• EXERCISE AIM: Convert the lines below into a numbered list, omitting any blank lines.
──────────────────────────────
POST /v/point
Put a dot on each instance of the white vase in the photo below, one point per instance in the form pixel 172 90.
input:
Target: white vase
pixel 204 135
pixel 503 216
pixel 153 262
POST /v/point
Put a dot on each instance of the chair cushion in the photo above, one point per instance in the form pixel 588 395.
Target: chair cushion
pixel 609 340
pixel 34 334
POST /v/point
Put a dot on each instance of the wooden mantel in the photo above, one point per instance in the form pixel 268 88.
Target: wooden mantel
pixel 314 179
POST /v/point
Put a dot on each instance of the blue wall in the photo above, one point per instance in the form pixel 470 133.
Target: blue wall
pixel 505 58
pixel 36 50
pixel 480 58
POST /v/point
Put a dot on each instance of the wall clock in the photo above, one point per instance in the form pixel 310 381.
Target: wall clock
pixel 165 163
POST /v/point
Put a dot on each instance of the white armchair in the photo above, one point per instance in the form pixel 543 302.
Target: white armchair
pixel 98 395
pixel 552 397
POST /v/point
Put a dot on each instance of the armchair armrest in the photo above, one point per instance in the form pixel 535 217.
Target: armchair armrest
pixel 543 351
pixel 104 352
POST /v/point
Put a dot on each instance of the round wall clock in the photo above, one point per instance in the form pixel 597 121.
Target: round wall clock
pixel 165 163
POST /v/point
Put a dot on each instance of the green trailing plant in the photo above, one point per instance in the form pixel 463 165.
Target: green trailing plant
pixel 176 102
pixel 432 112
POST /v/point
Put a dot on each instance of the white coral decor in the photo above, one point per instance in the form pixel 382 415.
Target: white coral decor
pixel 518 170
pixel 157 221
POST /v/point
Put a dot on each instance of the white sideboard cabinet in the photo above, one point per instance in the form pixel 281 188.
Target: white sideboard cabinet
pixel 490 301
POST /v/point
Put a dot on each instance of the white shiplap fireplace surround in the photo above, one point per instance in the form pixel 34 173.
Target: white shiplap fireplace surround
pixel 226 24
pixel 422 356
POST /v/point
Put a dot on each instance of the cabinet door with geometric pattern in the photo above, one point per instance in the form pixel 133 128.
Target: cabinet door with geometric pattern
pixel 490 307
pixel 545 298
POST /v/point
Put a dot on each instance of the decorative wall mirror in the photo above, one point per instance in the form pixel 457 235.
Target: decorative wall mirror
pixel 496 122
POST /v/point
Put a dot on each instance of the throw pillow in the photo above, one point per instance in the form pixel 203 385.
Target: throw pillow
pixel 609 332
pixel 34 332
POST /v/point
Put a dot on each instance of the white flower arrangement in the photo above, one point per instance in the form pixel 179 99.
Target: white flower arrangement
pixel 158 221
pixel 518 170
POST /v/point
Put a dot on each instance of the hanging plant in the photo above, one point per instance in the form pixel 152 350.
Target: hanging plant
──────────────────────────────
• TASK RESPONSE:
1. POST /v/point
2. Put a dot on each instance of the white vase in the photo below, one point per instance in the form pixel 172 90.
3. input:
4. Target: white vase
5. pixel 204 135
6. pixel 503 216
7. pixel 153 262
8. POST /v/point
9. Put a dot on each instance of the chair cushion in the photo above, one point per instance in the form pixel 588 395.
10. Target: chair cushion
11. pixel 609 340
12. pixel 34 334
13. POST /v/point
14. Put a dot on each instance of the wooden mantel in the photo above, one point per instance in the form pixel 268 88.
15. Target: wooden mantel
16. pixel 314 179
17. POST /v/point
18. Put a dot on each instance of the blue wall in the photo above, one point per instance in the form pixel 470 133.
19. Target: blue wall
20. pixel 505 58
21. pixel 36 50
22. pixel 480 58
23. POST /v/point
24. Put a dot on each instance of the wall clock in the photo above, one point per instance in the form pixel 310 381.
25. Target: wall clock
26. pixel 165 163
27. POST /v/point
28. Put a dot on each instance of the white armchair in the photo above, one point per instance in the form pixel 543 302.
29. Target: white armchair
30. pixel 98 395
31. pixel 552 397
32. POST /v/point
33. Put a dot on each instance of the armchair armrest in the photo above, one point per instance in the form pixel 535 217.
34. Target: armchair armrest
35. pixel 543 351
36. pixel 104 352
37. POST /v/point
38. Put a dot on each instance of the round wall clock in the photo above, one point per instance in the form pixel 597 121.
39. Target: round wall clock
40. pixel 165 163
41. POST /v/point
42. Put a dot on each instance of the green trailing plant in the photo above, one point per instance in the form pixel 463 165.
43. Target: green trailing plant
44. pixel 176 102
45. pixel 432 112
46. POST /v/point
47. Put a dot on each instance of the white coral decor in the photo above, one point per instance in the form pixel 382 415.
48. Target: white coral decor
49. pixel 518 170
50. pixel 157 221
51. POST /v/point
52. Put a dot on each instance of the white sideboard cabinet in the photo above, one point per instance in the form pixel 281 188.
53. Target: white sideboard cabinet
54. pixel 490 301
55. POST /v/point
56. Put a dot on each instance of the white shiplap fireplace surround in the photo above, one point per instance in the form pixel 34 173.
57. Target: white shiplap fireplace surround
58. pixel 226 24
59. pixel 422 356
60. POST /v/point
61. Put a dot on each instance of the cabinet door with geometric pattern in the photo above, one point per instance in the form pixel 133 128.
62. Target: cabinet door with geometric pattern
63. pixel 490 307
64. pixel 545 298
65. POST /v/point
66. Put a dot on each instance of the decorative wall mirror in the photo above, one point per instance in the form pixel 457 235.
67. Target: decorative wall mirror
68. pixel 496 122
69. POST /v/point
70. Put a dot on each instance of the throw pillow in the photo above, one point per instance in the form pixel 203 385.
71. Target: throw pillow
72. pixel 609 332
73. pixel 34 332
74. POST /v/point
75. Put a dot on each instance of the white flower arrangement in the photo above, one point per instance in the form pixel 179 99.
76. Target: white flower arrangement
77. pixel 158 221
78. pixel 518 170
79. POST /v/point
80. Put a dot on each instance of the hanging plant in the photo above, one point per instance in the form pixel 152 350.
81. Target: hanging plant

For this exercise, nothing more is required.